*** Opening Page extract ***
# AMR transfers?



## Wayward2w1 (Jul 22, 2019)

Hello all.  Looking at switching to AMR in my local area with the intent of moving to Vegas in the next couple months and working for AMR there.  Does AMR allow for inter state transfers while staying with the company?  If so, do they offer moving assistance of any sort?  Thanks for the info.


----------



## DesertMedic66 (Jul 22, 2019)

Yes, they do allow for transfers however it’s not as easy as you ask for a transfer and it happens. 

The division you are leaving from must not be at critically low levels of staffing and the division you are transferring to must also have an open position for you to fill. The transfer has to be approved by both operation managers.

You also must be at your current division for 6 months to 1 year (I don’t remember which one) in order to transfer. You also must be in good standings with usually no write ups in the past 6 months.

You will still have to interview and jump through all the hoops that the division you are transferring to requires (written tests, skills tests, scenario tests, interviews, physical tests, etc.)


----------



## Tigger (Jul 22, 2019)

^What he said. At my op you don't get to keep your seniority and everyone gets paid a certain amount extra on top of the starting wage for previous experience no matter if it was at AMR or not.


----------



## jgmedic (Jul 22, 2019)

IIRC, it's like reapplying to AMR again, it's not worth it.


----------



## DrParasite (Jul 23, 2019)

DesertMedic66 said:


> You will still have to interview and jump through all the hoops that the division you are transferring to requires (written tests, skills tests, scenario tests, interviews, physical tests, etc.)





Tigger said:


> ^What he said. At my op you don't get to keep your seniority and everyone gets paid a certain amount extra on top of the starting wage for previous experience no matter if it was at AMR or not.


maybe i'm missing something, but what is the difference then between transferring within AMR and simply filling out an application just like anyone off the street?  You need to jump through all the same hoops, same starting salary as every other new hire, etc.
*** Closing Page extract ***
*** Opening Records provided ***
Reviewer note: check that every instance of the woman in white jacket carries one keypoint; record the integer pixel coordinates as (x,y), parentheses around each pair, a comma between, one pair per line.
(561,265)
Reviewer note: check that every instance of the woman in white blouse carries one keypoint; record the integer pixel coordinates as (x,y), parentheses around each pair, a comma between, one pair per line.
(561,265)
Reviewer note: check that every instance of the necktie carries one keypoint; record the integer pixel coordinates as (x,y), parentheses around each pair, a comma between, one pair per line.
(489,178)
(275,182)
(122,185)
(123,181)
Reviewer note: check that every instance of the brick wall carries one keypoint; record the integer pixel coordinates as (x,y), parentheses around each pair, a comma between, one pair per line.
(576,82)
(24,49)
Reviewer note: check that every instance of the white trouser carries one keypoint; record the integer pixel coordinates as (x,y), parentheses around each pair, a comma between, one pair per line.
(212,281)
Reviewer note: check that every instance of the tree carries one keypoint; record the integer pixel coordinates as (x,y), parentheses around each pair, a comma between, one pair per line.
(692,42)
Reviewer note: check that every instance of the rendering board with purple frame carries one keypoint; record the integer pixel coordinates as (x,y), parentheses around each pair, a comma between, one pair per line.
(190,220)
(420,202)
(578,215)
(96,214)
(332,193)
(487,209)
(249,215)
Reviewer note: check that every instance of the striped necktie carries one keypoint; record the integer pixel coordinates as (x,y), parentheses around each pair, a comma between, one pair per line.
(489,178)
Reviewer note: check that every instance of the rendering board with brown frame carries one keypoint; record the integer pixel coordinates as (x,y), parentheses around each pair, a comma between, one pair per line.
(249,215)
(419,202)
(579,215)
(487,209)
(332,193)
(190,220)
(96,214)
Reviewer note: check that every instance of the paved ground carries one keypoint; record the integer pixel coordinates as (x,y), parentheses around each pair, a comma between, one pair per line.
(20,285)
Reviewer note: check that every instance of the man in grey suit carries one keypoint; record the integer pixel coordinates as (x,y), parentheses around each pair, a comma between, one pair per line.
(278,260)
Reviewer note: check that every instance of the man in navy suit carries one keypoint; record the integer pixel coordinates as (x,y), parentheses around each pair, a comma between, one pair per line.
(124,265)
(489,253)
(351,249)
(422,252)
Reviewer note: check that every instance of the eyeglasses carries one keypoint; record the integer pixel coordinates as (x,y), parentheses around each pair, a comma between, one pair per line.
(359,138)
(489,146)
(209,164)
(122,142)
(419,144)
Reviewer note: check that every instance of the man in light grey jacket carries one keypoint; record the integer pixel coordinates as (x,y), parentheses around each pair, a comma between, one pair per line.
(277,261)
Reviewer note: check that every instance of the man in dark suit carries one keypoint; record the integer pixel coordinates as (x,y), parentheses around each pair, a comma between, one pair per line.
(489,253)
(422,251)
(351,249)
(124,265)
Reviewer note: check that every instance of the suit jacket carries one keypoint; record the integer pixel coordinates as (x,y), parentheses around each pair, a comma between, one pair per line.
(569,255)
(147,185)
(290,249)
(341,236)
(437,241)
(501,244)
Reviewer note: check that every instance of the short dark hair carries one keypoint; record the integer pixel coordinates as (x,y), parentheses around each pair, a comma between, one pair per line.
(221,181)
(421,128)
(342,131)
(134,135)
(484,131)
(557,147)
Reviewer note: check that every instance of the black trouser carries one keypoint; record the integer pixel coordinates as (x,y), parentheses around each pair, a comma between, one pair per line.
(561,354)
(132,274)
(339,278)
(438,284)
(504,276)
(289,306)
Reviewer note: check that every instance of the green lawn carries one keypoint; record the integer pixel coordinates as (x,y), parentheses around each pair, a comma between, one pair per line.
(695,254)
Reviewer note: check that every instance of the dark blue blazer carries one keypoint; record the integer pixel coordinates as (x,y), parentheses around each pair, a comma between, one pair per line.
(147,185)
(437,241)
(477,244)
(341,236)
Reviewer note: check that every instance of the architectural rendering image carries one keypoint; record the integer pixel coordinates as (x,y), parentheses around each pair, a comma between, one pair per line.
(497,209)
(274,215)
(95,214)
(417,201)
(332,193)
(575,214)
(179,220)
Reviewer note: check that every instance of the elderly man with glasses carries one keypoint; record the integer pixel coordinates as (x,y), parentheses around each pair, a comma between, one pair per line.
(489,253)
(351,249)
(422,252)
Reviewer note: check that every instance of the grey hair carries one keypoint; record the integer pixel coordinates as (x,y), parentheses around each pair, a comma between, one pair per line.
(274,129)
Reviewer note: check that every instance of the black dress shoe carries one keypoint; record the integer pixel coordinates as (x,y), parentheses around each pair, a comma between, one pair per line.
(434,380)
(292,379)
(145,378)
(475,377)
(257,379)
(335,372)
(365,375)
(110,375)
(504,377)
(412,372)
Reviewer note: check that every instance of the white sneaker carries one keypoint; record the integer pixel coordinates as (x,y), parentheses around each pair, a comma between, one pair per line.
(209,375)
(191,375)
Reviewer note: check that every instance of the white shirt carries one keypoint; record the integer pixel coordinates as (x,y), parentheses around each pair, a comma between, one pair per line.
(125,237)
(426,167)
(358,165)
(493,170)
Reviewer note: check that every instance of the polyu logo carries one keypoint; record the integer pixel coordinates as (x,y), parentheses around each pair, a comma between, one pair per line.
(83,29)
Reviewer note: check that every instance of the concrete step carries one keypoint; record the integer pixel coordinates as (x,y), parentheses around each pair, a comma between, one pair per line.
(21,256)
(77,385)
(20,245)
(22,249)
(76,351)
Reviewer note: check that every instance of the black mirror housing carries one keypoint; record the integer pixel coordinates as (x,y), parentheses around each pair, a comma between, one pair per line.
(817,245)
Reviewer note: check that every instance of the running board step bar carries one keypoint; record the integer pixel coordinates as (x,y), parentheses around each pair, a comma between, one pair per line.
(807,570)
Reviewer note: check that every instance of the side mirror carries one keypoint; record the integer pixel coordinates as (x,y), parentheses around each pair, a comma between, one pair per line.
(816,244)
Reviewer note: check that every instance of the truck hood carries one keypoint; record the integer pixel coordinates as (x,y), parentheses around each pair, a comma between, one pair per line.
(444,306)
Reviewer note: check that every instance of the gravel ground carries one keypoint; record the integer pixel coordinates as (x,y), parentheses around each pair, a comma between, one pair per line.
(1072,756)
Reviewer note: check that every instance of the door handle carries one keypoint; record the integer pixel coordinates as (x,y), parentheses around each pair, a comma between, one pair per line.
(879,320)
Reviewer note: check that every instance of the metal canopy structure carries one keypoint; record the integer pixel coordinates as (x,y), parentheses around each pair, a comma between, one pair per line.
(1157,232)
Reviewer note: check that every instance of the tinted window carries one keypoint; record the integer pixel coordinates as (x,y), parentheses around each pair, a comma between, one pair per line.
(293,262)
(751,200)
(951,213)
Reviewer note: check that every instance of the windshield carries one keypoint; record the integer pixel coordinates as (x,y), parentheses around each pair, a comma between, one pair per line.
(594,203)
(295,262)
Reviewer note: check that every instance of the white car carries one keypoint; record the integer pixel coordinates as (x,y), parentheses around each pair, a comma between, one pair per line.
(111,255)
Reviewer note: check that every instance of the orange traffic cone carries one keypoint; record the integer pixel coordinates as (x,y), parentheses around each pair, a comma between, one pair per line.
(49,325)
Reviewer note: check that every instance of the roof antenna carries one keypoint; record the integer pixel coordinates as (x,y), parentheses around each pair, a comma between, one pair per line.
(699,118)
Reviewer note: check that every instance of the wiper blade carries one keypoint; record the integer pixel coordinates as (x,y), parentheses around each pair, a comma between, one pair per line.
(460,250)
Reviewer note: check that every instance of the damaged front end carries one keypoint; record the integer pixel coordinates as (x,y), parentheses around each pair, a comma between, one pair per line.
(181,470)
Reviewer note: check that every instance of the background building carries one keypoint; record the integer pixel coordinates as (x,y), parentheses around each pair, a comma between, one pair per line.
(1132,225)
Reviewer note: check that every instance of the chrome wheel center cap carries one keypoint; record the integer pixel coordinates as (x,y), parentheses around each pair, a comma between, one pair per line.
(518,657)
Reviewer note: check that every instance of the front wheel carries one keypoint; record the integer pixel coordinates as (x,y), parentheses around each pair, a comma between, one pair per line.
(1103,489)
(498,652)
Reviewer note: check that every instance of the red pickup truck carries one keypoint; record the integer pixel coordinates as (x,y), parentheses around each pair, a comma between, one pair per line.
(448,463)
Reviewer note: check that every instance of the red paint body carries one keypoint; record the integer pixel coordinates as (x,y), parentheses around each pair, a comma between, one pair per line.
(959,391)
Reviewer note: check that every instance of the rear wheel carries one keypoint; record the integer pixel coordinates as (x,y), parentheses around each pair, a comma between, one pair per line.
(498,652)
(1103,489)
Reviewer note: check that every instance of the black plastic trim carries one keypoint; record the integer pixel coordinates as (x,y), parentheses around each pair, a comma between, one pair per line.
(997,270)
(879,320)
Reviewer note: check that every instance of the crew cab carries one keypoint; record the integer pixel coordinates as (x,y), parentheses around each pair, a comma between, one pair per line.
*** Closing Records provided ***
**Study questions**
(1) Copy the passage of the AMR transfer thread from "You also must be at" up to and including "Tigger (Jul 22, 2019)".
(2) Proceed with the forum thread about AMR transfers, writing on from the point at which it stops.

**Expected responses**
(1)
You also must be at your current division for 6 months to 1 year (I don’t remember which one) in order to transfer. You also must be in good standings with usually no write ups in the past 6 months.

You will still have to interview and jump through all the hoops that the division you are transferring to requires (written tests, skills tests, scenario tests, interviews, physical tests, etc.)


----------



## Tigger (Jul 22, 2019)

(2)
if anything, working at AMR could be seen as a disadvanage, because





DesertMedic66 said:


> You also must be in good standings with usually no write ups in the past 6 months.


So a complete train wreck can apply from ABC ambulance and not have that requirements, but an AMR employee needs to be write up free for 6 months....


----------



## DesertMedic66 (Jul 23, 2019)

DrParasite said:


> maybe i'm missing something, but what is the difference then between transferring within AMR and simply filling out an application just like anyone off the street?  You need to jump through all the same hoops, same starting salary as every other new hire, etc.
> 
> if anything, working at AMR could be seen as a disadvanage, becauseSo a complete train wreck can apply from ABC ambulance and not have that requirements, but an AMR employee needs to be write up free for 6 months....


In a decent amount of areas when you transfer you get to keep either all or half of your seniority and since you have X amount of time with the company you will have a higher wage over a new medic. AMR in my area doesn’t really pay you for experience unless you come from another area.

For just about anything the company offers you have to be in good standing. I personally wouldn’t label it as a disadvantage.

while you still have to jump through all the normal hoops to get hired those hoops are usually easier to do and you are usually chosen over a completely new to the company person.


----------



## Tigger (Jul 23, 2019)

DrParasite said:


> maybe i'm missing something, but what is the difference then between transferring within AMR and simply filling out an application just like anyone off the street?  You need to jump through all the same hoops, same starting salary as every other new hire, etc.


I suppose it depends on the operation. We have a waiting list every hiring cycle and transfers go to the top. But yea, someone with less than six months of service at a different operation might just be better served to apply externally.


----------



## Wayward2w1 (Jul 24, 2019)

Thanks for the info, y'all.  As I mentioned in a different thread I'm planning on moving the family to the Vegas area soon and AMR is pretty much the only option out there.  Jeebus, I swear I've been saying "We're gonna move soon" for the last three years... anyway, was looking to see if working for AMR here would give me some kind of advantage, looking like that's a big no.  I'll just apply like a normal person.


----------



## GMCmedic (Jul 27, 2019)

A few years ago we (Evansville, In)got a transfer from our Lexington, Ky shop. Before that he tried to transfer to Vegas and they wouldnt except him, specifically told him to guy get some experience at a higher volume shop.


----------



## Yetti (Jul 30, 2019)

Can't speak of transfer process as I have no knowledge. However, Amr vegas Vegas is in a Big need of medics. They will likely give you a sign on bonus and moving bonus IF YOU ARE A NEW AMR EMPLOYEE MOVING TO VEGAS FOR AMR. So transferring from another Amr will actually result in you NOT GETTING A SIGN ON BONUS. Some thing to think about. Ask HR here about the bonus. Many medics are leaving for FFs jobs next month. So lots of openings. Fun place to work, very high call volume.


----------



## Yetti (Jul 30, 2019)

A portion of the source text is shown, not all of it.